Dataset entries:
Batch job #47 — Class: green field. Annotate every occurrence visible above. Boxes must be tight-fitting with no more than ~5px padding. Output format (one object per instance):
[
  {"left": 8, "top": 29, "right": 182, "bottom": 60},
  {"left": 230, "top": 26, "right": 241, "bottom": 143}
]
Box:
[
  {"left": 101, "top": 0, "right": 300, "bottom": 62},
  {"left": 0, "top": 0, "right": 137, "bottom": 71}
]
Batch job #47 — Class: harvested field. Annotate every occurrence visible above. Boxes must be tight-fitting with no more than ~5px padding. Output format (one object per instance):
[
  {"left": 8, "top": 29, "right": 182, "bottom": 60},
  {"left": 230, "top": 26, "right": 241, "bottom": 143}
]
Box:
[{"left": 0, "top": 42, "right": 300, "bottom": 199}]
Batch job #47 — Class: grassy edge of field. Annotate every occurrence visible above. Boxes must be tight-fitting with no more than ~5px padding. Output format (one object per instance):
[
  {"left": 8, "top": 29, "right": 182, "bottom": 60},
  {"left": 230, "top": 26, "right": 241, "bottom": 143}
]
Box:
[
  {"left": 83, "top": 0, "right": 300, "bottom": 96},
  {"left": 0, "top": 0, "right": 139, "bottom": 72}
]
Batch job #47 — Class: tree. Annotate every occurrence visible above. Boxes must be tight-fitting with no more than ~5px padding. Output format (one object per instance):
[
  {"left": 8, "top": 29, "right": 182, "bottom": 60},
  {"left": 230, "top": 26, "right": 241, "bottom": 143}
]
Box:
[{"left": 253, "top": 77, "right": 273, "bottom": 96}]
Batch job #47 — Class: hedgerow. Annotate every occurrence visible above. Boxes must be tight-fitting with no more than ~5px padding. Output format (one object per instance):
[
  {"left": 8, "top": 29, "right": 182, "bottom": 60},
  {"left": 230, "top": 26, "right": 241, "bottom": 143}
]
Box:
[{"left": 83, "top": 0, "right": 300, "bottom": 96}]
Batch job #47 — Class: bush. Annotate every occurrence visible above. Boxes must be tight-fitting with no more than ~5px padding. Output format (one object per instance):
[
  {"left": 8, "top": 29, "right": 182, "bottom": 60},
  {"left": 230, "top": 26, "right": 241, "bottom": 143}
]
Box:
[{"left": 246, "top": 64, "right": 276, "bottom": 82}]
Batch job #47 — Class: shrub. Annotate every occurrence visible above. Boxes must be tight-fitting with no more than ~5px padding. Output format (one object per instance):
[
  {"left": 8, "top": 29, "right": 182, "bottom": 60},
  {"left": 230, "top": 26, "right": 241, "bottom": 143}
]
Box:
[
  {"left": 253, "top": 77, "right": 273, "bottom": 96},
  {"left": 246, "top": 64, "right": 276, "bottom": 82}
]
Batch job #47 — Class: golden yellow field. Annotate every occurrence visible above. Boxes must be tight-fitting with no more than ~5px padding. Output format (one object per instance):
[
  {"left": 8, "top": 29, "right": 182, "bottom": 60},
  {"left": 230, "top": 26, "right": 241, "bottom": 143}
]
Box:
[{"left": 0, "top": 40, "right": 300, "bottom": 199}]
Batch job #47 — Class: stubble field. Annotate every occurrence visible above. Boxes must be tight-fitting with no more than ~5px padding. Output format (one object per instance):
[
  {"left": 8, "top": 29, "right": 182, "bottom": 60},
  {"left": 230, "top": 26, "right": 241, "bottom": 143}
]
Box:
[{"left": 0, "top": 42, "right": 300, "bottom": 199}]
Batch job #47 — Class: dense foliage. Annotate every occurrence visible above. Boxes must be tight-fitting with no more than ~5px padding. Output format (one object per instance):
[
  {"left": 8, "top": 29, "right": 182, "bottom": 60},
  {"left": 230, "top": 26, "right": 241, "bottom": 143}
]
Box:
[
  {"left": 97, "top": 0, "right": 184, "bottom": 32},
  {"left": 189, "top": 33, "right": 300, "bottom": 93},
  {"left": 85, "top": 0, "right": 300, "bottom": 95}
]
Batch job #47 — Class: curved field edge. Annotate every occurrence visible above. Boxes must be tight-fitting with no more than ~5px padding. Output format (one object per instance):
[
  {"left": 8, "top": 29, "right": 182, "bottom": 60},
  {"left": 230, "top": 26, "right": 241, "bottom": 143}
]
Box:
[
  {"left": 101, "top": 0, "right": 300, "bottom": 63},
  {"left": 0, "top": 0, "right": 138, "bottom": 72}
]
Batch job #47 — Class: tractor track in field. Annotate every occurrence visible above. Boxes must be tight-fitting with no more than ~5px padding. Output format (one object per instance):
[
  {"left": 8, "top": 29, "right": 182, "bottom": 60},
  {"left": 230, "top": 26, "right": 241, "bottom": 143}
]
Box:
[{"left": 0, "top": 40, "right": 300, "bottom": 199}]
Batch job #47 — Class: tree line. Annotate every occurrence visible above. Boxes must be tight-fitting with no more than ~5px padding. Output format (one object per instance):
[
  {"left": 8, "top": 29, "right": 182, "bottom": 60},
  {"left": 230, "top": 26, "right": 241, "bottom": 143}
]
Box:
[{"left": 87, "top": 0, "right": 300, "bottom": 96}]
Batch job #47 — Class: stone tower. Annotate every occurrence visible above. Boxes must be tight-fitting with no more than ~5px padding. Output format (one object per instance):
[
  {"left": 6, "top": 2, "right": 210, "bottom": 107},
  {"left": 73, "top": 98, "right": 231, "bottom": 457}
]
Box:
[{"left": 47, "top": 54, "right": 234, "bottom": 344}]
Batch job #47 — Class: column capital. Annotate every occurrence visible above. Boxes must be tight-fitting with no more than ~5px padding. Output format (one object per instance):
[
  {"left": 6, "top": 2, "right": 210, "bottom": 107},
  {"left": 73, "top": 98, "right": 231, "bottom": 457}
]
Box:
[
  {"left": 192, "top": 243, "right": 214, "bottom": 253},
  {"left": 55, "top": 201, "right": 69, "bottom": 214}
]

WHAT YOU ARE ASKED TO DO
Switch "padding" to "margin" throughout the records above, leaving every other part of the lines unchanged.

TASK RESPONSE
Batch job #47 — Class: green field. Annotate every occurrence visible above. Boxes must be tight-fitting with no more than ~5px margin. Output format (one object per instance):
[
  {"left": 8, "top": 29, "right": 182, "bottom": 60},
  {"left": 230, "top": 26, "right": 241, "bottom": 143}
]
Box:
[
  {"left": 101, "top": 0, "right": 300, "bottom": 62},
  {"left": 0, "top": 0, "right": 137, "bottom": 71}
]
Batch job #47 — Class: harvested field. Annotate every occurrence visible above. Boxes must be tight-fitting with no more than ~5px margin. Output format (one object per instance):
[
  {"left": 8, "top": 29, "right": 182, "bottom": 60},
  {"left": 230, "top": 26, "right": 241, "bottom": 143}
]
Box:
[{"left": 0, "top": 42, "right": 300, "bottom": 199}]
Batch job #47 — Class: grassy edge of field. Annotate every occurrence visible above. Boxes must be tight-fitting with no more than ~5px margin. Output format (one object per instance):
[
  {"left": 8, "top": 29, "right": 182, "bottom": 60},
  {"left": 230, "top": 26, "right": 241, "bottom": 143}
]
Box:
[
  {"left": 83, "top": 0, "right": 300, "bottom": 96},
  {"left": 0, "top": 0, "right": 139, "bottom": 72}
]
Batch job #47 — Class: tree. Annotate every occurrence visible above. Boxes must be tight-fitting with no more than ~5px margin. Output format (one object per instance):
[
  {"left": 8, "top": 29, "right": 182, "bottom": 60},
  {"left": 230, "top": 26, "right": 241, "bottom": 143}
]
Box:
[{"left": 253, "top": 77, "right": 273, "bottom": 96}]
Batch job #47 — Class: hedgerow. Annotate every occurrence visible above. Boxes must be tight-fitting with no more than ~5px margin. Output format (one object per instance):
[
  {"left": 8, "top": 29, "right": 182, "bottom": 60},
  {"left": 230, "top": 26, "right": 241, "bottom": 143}
]
Box:
[{"left": 83, "top": 0, "right": 300, "bottom": 96}]
Batch job #47 — Class: bush. Annotate every occurrence visible above. Boxes must be tight-fitting with no more than ~5px margin. Output format (one object per instance):
[
  {"left": 8, "top": 29, "right": 182, "bottom": 60},
  {"left": 230, "top": 26, "right": 241, "bottom": 143}
]
Box:
[{"left": 246, "top": 64, "right": 276, "bottom": 82}]
Batch job #47 — Class: shrub. Annotate every occurrence visible above. Boxes must be tight-fitting with no more than ~5px margin. Output format (one object per instance):
[
  {"left": 8, "top": 29, "right": 182, "bottom": 60},
  {"left": 230, "top": 26, "right": 241, "bottom": 143}
]
Box:
[
  {"left": 253, "top": 77, "right": 273, "bottom": 96},
  {"left": 246, "top": 64, "right": 276, "bottom": 82}
]
Batch job #47 — Class: golden yellow field. Annotate every occurrence visible above. Boxes must be tight-fitting with no more than ~5px margin. Output format (one object per instance):
[
  {"left": 8, "top": 29, "right": 182, "bottom": 60},
  {"left": 230, "top": 26, "right": 241, "bottom": 143}
]
Box:
[{"left": 0, "top": 40, "right": 300, "bottom": 199}]
Batch job #47 — Class: stubble field. Annotate every occurrence visible above. Boxes must be tight-fitting with no more than ~5px margin. Output format (one object per instance):
[
  {"left": 8, "top": 29, "right": 182, "bottom": 60},
  {"left": 230, "top": 26, "right": 241, "bottom": 143}
]
Box:
[{"left": 0, "top": 42, "right": 300, "bottom": 199}]
Batch job #47 — Class: dense foliage. Annotate every occurrence visible above. Boxes must be tight-fitting with no more than ~5px margin. Output format (one object per instance):
[
  {"left": 8, "top": 29, "right": 182, "bottom": 60},
  {"left": 230, "top": 26, "right": 241, "bottom": 143}
]
Box:
[
  {"left": 97, "top": 0, "right": 184, "bottom": 32},
  {"left": 189, "top": 33, "right": 300, "bottom": 93},
  {"left": 85, "top": 0, "right": 300, "bottom": 95}
]
Batch job #47 — Class: curved field edge. Annotate every occurrence visible above. Boxes must be tight-fitting with no more than ~5px margin. Output format (one object per instance):
[
  {"left": 8, "top": 29, "right": 182, "bottom": 60},
  {"left": 230, "top": 26, "right": 241, "bottom": 143}
]
Box:
[
  {"left": 101, "top": 0, "right": 300, "bottom": 63},
  {"left": 0, "top": 0, "right": 138, "bottom": 72}
]
Batch job #47 — Class: tractor track in field. Annotate every occurrence visible above. Boxes must be tight-fitting with no more than ~5px margin. Output format (one object per instance):
[
  {"left": 8, "top": 29, "right": 182, "bottom": 60},
  {"left": 230, "top": 26, "right": 241, "bottom": 143}
]
Box:
[{"left": 0, "top": 40, "right": 300, "bottom": 199}]
Batch job #47 — Class: tree line. Annotate every occurrence visible above. Boxes must be tight-fitting with no more than ~5px margin. Output format (one object per instance):
[
  {"left": 8, "top": 29, "right": 182, "bottom": 60},
  {"left": 230, "top": 26, "right": 241, "bottom": 143}
]
Box:
[{"left": 87, "top": 0, "right": 300, "bottom": 96}]
Batch job #47 — Class: stone tower. Annotate every occurrence visible above. Boxes must be tight-fitting with no more than ~5px margin. Output format (one object per instance):
[
  {"left": 6, "top": 2, "right": 210, "bottom": 107},
  {"left": 73, "top": 98, "right": 231, "bottom": 457}
]
Box:
[{"left": 47, "top": 54, "right": 234, "bottom": 344}]
Batch job #47 — Class: column capital. Annotate every occurrence visible above. Boxes must be tight-fitting with no more than ~5px margin. Output format (one object per instance):
[
  {"left": 6, "top": 2, "right": 210, "bottom": 107},
  {"left": 73, "top": 98, "right": 231, "bottom": 457}
]
Box:
[
  {"left": 192, "top": 243, "right": 214, "bottom": 253},
  {"left": 55, "top": 201, "right": 69, "bottom": 214}
]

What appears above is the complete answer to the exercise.